Task details:
Translate this sentence from the court opinion into Spanish: "The Bar Association of Arkansas is a voluntary, unincorporated association composed of lawyers comprising most of the practicing lawyers of the State of Arkansas."

Document extract:
···
Ark. Bar Ass'n v. Block, 230 Ark. 430, 323 S.W.2d 912 (1959)

April 27, 1959 · Arkansas Supreme Court · 5-1696
230 Ark. 430, 323 S.W.2d 912

Ark. Bar Assn. v. Block.

5-1696

323 S. W. 2d 912

Opinion delivered April 27, 1959.

[Rehearing denied June 1, 1959]

Gentry & Gentry, for appellant.

Warren & Bullion, for appellee.

J. Seaborn Holt, Associate Justice.

This case involves the alleged unlawful practice of law by appellees, and other similarly situated, and comes to this court on the following agreed statement of facts:

“It is stipulated by and between the plaintiffs and the defendants in the above styled cause of action that the following facts shall be considered by the Court in determining the issues involved in this cause.
*431I
“The Bar Association of Arkansas is a voluntary, unincorporated association composed of lawyers comprising most of the practicing lawyers of the State of Arkansas. The plaintiffs have filed this action as officers of the Bar Association of Arkansas and individually as licensed attorneys of Arkansas. This is a class action on behalf of all the members of the Bar of the State of Arkansas.
II
‘ ‘ This action was brought against the defendants as members of a class of real estate brokers and salesmen licensed under the laws of the State of Arkansas, and is intended to apply equally to all members of said class and is not an individual action directed solely toward the defendants.
···
(Object point labels)
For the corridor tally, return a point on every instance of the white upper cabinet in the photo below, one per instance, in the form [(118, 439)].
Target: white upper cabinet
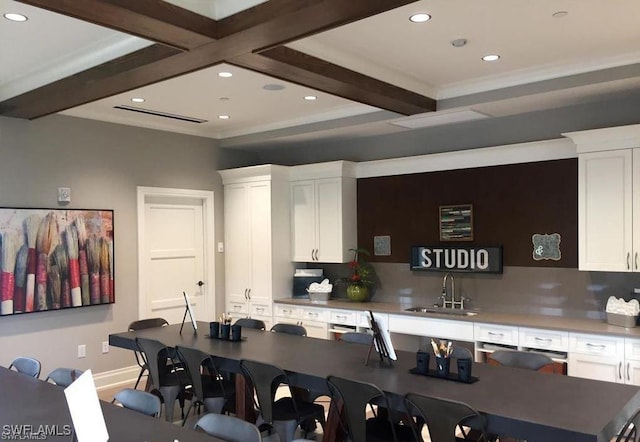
[(323, 212), (608, 198), (258, 268)]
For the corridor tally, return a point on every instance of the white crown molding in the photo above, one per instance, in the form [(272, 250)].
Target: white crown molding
[(98, 52), (263, 172), (330, 169), (608, 138), (482, 157)]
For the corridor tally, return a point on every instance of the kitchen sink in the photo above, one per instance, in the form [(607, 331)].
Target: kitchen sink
[(442, 311)]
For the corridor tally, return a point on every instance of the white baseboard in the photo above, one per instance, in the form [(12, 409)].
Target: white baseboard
[(116, 378)]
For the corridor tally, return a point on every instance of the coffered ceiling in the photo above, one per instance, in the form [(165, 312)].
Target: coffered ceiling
[(370, 69)]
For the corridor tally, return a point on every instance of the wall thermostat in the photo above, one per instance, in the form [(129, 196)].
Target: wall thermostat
[(64, 194)]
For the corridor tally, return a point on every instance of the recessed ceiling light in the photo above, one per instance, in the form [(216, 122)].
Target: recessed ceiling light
[(420, 18), (273, 87), (15, 17)]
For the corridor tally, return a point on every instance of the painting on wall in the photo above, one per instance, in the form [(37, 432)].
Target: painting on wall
[(456, 223), (54, 259)]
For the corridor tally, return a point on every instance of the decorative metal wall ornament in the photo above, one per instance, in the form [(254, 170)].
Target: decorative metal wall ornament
[(382, 245), (546, 246)]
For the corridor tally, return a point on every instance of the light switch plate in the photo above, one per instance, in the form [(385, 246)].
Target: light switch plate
[(64, 194)]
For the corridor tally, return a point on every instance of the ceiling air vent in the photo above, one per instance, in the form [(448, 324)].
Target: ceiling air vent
[(160, 114)]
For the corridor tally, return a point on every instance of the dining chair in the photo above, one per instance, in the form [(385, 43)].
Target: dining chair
[(208, 388), (251, 323), (27, 366), (290, 329), (522, 359), (443, 417), (355, 397), (141, 325), (140, 401), (63, 377), (168, 379), (228, 428), (630, 431), (282, 415)]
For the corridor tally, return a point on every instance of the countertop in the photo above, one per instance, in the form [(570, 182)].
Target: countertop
[(577, 325)]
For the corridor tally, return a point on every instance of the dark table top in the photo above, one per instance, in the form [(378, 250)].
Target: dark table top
[(31, 406), (520, 403)]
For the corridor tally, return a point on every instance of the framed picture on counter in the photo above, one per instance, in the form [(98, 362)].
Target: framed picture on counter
[(456, 223)]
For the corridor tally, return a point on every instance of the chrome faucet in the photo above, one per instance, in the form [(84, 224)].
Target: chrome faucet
[(451, 302)]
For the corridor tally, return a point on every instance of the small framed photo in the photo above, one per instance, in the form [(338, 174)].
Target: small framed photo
[(456, 223)]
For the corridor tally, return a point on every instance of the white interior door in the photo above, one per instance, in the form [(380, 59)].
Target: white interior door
[(173, 258)]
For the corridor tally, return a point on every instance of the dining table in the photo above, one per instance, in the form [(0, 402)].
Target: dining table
[(33, 409), (518, 403)]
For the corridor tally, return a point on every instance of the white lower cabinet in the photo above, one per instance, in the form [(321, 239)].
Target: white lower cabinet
[(314, 320), (597, 357)]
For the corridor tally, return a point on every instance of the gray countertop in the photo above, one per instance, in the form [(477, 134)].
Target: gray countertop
[(577, 325)]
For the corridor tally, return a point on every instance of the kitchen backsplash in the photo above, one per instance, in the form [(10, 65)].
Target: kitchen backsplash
[(525, 290)]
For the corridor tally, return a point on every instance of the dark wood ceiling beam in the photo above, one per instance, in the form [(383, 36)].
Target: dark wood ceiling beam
[(83, 87), (154, 20), (266, 26), (294, 66)]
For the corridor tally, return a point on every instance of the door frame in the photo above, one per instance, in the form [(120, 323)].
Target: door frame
[(206, 198)]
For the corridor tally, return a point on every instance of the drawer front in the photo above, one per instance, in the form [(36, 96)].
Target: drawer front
[(315, 329), (287, 311), (496, 334), (632, 349), (343, 317), (543, 339), (260, 309), (314, 314), (237, 307), (436, 328), (596, 345)]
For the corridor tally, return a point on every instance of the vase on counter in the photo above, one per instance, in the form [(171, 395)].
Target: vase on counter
[(358, 292)]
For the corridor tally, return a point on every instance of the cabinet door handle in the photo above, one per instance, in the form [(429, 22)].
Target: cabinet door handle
[(620, 370), (542, 339)]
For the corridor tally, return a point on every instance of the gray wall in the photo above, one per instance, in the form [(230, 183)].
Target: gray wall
[(103, 164), (532, 126)]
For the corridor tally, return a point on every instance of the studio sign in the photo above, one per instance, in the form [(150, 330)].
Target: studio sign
[(457, 259)]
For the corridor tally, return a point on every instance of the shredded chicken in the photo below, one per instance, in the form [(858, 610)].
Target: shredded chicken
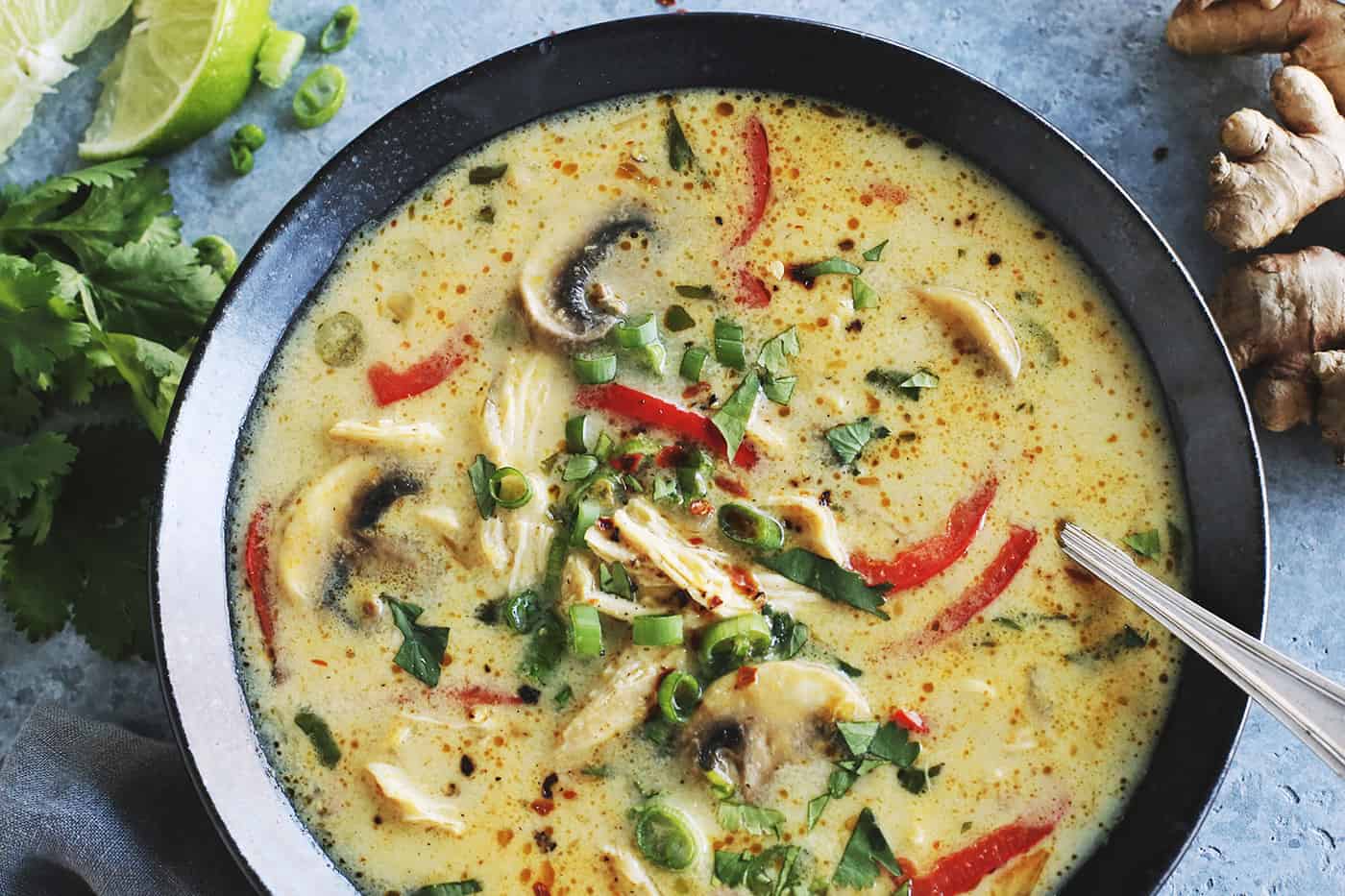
[(412, 804), (618, 702)]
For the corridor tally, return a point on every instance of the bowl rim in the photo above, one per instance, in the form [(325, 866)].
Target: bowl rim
[(194, 740)]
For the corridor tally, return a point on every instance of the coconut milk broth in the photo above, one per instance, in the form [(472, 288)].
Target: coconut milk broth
[(1015, 725)]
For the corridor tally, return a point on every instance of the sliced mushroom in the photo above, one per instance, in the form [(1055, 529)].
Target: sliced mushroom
[(619, 702), (982, 322), (557, 278), (782, 715), (387, 433), (412, 804)]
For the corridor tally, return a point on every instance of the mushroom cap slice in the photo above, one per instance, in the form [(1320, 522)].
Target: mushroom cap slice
[(316, 525), (776, 718), (982, 321)]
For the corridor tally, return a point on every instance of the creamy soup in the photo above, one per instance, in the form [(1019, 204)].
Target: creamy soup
[(663, 500)]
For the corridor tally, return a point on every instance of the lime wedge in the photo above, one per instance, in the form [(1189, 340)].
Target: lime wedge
[(36, 42), (184, 69)]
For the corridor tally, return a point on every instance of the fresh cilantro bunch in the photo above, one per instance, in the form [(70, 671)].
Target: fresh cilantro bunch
[(100, 301)]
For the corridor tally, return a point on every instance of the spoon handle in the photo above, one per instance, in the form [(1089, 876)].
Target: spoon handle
[(1311, 707)]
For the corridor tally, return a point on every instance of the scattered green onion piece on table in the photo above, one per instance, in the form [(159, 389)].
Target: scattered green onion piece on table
[(510, 487), (863, 295), (678, 695), (688, 291), (749, 526), (215, 252), (636, 331), (830, 265), (668, 835), (739, 638), (585, 631), (874, 254), (278, 57), (319, 97), (318, 732), (581, 433), (340, 30), (594, 370), (658, 631), (693, 362), (578, 467), (486, 174), (678, 319)]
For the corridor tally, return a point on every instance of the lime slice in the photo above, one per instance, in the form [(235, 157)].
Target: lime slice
[(184, 69), (36, 40)]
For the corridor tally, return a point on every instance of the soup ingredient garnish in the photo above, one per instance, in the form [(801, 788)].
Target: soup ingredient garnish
[(319, 97), (392, 385), (278, 57), (320, 736), (924, 560), (759, 178), (849, 440), (864, 853), (668, 835), (1146, 544), (679, 691), (681, 157), (338, 33), (423, 646)]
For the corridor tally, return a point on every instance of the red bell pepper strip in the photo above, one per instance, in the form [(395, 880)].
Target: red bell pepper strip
[(759, 170), (982, 593), (257, 567), (962, 871), (752, 291), (646, 409), (393, 385), (920, 563)]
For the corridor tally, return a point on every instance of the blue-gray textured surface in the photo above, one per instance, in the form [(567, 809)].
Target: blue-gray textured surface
[(1098, 70)]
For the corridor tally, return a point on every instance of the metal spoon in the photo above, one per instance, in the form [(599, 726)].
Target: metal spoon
[(1311, 707)]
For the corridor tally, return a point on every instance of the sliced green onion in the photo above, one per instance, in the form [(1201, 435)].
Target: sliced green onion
[(693, 362), (696, 292), (581, 433), (658, 631), (319, 97), (749, 526), (594, 370), (678, 319), (578, 467), (280, 51), (340, 30), (585, 516), (585, 631), (669, 837), (830, 265), (678, 694), (863, 295), (636, 331), (737, 640), (510, 489)]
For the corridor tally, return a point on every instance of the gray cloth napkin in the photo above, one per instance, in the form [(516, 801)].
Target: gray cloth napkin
[(89, 808)]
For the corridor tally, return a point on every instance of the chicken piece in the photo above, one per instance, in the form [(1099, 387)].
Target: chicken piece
[(387, 433), (627, 876), (412, 804), (816, 525), (646, 540), (780, 715), (619, 702)]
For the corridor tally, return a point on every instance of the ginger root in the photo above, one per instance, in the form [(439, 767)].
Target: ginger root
[(1287, 312), (1270, 178), (1305, 33)]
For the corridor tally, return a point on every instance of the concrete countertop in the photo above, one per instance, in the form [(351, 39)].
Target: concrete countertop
[(1096, 70)]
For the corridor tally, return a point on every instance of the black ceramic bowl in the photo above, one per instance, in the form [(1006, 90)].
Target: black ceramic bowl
[(749, 53)]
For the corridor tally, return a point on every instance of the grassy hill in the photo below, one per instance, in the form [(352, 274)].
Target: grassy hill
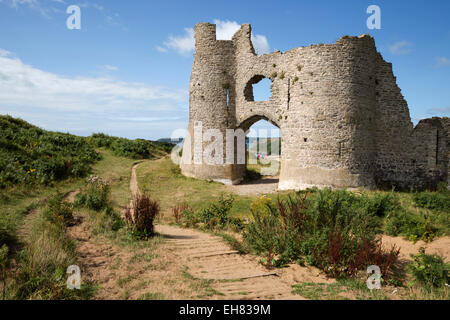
[(31, 155)]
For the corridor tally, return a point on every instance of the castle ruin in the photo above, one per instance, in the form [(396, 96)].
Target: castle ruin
[(343, 120)]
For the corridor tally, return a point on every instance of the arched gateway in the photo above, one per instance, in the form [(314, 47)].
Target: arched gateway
[(343, 119)]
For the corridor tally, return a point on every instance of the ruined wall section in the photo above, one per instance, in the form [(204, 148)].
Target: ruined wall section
[(430, 152), (344, 121), (407, 157), (323, 104), (211, 101)]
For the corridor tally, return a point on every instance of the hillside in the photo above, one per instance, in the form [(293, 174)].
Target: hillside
[(31, 155)]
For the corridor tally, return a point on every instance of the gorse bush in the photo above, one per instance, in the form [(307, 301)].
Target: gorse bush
[(58, 210), (215, 216), (42, 265), (276, 229), (4, 264), (429, 271), (439, 201), (414, 226), (141, 214), (178, 211), (95, 195), (333, 230), (30, 155), (135, 149)]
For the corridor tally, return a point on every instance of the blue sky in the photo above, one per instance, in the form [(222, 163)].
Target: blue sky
[(126, 72)]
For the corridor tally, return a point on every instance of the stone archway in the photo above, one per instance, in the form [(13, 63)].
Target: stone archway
[(262, 150)]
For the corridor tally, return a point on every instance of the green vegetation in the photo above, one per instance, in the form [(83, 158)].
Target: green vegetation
[(334, 231), (436, 201), (343, 289), (42, 264), (215, 217), (429, 271)]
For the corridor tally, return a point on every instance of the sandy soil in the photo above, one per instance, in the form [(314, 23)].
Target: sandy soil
[(128, 273)]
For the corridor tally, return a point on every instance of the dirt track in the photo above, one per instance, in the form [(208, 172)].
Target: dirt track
[(202, 256)]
···
Task solution:
La Asociación de Abogados de Arkansas es una asociación voluntaria, no constituida como persona jurídica, integrada por abogados que comprenden a la mayoría de los abogados en ejercicio del Estado de Arkansas.